- **Work instructions**
Can you lay out the records from the line containing "pepper and give integer pixel coordinates." through the end of the records, inclusive, as a JSON list of strings with one string per line and blank lines left out?

[Excerpts from point annotation data]
——

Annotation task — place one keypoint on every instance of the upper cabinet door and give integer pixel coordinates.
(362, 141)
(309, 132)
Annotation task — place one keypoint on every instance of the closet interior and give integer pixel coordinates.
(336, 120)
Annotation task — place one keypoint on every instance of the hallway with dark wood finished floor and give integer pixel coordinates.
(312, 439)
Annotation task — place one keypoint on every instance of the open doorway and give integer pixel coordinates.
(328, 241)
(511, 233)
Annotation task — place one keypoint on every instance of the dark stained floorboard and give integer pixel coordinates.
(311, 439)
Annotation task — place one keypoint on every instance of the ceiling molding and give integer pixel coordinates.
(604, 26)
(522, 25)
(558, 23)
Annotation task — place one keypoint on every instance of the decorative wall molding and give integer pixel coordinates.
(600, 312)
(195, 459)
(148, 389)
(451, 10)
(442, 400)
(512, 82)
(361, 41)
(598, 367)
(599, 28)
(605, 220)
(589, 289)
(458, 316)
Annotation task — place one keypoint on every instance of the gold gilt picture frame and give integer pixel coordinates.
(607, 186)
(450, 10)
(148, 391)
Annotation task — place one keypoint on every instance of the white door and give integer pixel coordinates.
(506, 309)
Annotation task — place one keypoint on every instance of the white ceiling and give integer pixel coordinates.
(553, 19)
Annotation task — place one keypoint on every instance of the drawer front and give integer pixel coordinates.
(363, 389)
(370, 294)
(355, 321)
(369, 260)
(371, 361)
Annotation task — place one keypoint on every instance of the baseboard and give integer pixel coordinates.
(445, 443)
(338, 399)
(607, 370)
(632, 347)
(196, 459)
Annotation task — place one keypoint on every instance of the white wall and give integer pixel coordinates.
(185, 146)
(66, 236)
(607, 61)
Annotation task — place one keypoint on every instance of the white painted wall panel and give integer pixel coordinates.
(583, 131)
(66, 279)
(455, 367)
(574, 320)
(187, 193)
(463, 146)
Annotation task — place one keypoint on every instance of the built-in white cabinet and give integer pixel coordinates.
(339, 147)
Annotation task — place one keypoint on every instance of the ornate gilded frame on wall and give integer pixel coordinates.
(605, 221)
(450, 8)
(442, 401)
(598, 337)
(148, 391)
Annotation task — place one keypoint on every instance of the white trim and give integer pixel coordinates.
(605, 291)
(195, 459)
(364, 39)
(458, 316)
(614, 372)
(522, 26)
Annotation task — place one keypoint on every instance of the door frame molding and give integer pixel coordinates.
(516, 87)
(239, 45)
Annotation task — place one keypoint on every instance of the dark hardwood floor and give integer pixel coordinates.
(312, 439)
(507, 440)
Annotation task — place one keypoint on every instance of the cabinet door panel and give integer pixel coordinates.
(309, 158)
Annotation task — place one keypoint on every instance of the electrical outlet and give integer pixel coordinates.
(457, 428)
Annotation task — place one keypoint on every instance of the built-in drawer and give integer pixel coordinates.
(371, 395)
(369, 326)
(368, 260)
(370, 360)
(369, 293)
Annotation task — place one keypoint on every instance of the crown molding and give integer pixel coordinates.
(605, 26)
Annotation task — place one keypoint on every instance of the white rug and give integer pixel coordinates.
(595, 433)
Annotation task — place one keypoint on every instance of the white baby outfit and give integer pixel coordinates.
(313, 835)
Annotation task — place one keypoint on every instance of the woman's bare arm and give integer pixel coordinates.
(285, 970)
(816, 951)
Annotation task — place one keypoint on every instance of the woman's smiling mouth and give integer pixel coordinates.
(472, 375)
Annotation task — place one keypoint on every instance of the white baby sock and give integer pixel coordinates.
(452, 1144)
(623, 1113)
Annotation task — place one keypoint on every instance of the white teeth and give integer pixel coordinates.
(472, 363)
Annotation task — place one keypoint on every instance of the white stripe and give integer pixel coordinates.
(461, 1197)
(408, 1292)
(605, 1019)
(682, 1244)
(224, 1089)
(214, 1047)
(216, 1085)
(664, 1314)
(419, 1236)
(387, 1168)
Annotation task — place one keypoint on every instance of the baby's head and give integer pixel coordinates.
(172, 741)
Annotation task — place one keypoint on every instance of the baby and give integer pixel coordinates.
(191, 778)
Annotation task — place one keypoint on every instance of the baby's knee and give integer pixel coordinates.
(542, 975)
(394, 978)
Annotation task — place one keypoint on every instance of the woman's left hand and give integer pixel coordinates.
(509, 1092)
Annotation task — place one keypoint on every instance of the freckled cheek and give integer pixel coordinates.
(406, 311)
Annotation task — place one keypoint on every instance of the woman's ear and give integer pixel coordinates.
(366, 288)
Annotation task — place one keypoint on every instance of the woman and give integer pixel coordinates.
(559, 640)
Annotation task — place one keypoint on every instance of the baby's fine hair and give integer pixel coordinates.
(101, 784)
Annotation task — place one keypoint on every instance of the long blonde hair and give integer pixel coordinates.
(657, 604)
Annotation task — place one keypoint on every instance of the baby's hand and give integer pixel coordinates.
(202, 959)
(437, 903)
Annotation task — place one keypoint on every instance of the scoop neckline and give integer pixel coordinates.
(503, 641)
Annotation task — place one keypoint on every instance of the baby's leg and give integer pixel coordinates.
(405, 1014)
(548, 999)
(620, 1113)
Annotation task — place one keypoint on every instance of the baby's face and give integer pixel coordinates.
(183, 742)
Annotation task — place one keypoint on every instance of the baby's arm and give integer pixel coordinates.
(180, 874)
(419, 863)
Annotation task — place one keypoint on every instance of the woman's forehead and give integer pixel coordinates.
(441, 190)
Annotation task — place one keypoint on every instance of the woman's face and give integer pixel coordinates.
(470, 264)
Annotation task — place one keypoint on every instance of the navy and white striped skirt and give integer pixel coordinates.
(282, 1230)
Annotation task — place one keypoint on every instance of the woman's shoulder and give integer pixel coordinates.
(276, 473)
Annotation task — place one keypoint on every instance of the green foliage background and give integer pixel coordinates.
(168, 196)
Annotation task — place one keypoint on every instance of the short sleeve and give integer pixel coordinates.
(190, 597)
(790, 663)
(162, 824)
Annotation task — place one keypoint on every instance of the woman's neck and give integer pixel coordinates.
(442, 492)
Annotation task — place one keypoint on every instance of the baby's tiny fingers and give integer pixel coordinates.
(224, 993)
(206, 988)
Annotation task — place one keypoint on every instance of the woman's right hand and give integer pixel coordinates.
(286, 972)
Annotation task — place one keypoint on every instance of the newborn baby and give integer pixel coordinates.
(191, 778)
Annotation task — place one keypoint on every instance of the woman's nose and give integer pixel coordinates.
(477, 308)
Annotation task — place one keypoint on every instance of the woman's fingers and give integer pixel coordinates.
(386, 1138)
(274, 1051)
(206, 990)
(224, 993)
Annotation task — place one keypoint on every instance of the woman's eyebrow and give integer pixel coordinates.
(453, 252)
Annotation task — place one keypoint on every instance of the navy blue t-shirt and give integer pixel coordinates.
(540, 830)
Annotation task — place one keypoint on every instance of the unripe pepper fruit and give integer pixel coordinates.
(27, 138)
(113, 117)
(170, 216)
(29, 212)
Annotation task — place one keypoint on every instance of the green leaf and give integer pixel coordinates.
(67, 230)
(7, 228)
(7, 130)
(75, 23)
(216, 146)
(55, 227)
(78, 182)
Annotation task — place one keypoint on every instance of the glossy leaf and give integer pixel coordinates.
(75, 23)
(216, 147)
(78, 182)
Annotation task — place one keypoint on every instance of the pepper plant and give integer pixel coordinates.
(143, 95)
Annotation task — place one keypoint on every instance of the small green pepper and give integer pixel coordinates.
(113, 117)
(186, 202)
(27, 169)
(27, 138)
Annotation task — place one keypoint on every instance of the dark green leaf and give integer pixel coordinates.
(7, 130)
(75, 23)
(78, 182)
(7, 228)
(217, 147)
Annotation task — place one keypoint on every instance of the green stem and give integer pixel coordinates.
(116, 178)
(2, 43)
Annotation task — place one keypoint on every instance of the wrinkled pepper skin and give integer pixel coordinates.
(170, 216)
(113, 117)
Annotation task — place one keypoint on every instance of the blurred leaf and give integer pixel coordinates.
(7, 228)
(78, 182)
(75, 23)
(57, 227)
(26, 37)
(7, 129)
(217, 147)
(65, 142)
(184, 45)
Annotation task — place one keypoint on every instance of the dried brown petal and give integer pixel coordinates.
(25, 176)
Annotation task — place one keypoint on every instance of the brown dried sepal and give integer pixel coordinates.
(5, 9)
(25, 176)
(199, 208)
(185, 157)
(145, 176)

——

- **Correct answer**
[
  "Annotation task — place one keypoint on every instance of the small green pepper and give integer pixel coordinates.",
  "(113, 117)",
  "(186, 202)",
  "(27, 169)",
  "(27, 138)",
  "Annotation task — place one keypoint on every instance of the dark green leaf and give integer pixel coordinates.",
  "(7, 130)",
  "(75, 23)",
  "(78, 182)",
  "(7, 228)",
  "(217, 147)",
  "Annotation task — place one keypoint on every instance of the green stem and give integer pixel coordinates.",
  "(116, 178)",
  "(2, 43)",
  "Annotation task — place one keypoint on every instance of the wrinkled pepper skin and give integer pixel coordinates.",
  "(170, 216)",
  "(113, 117)",
  "Annotation task — place one keypoint on every instance of the blurred leaf and give integer pixel coordinates.",
  "(7, 228)",
  "(78, 182)",
  "(75, 23)",
  "(57, 227)",
  "(26, 37)",
  "(7, 129)",
  "(217, 147)",
  "(65, 142)",
  "(184, 45)",
  "Annotation task — place one keypoint on every instance of the dried brown petal and give integer pixel coordinates.",
  "(25, 176)",
  "Annotation task — place one keypoint on every instance of the brown dried sepal and give integer pixel coordinates.",
  "(5, 9)",
  "(25, 176)",
  "(199, 208)",
  "(185, 157)",
  "(145, 176)"
]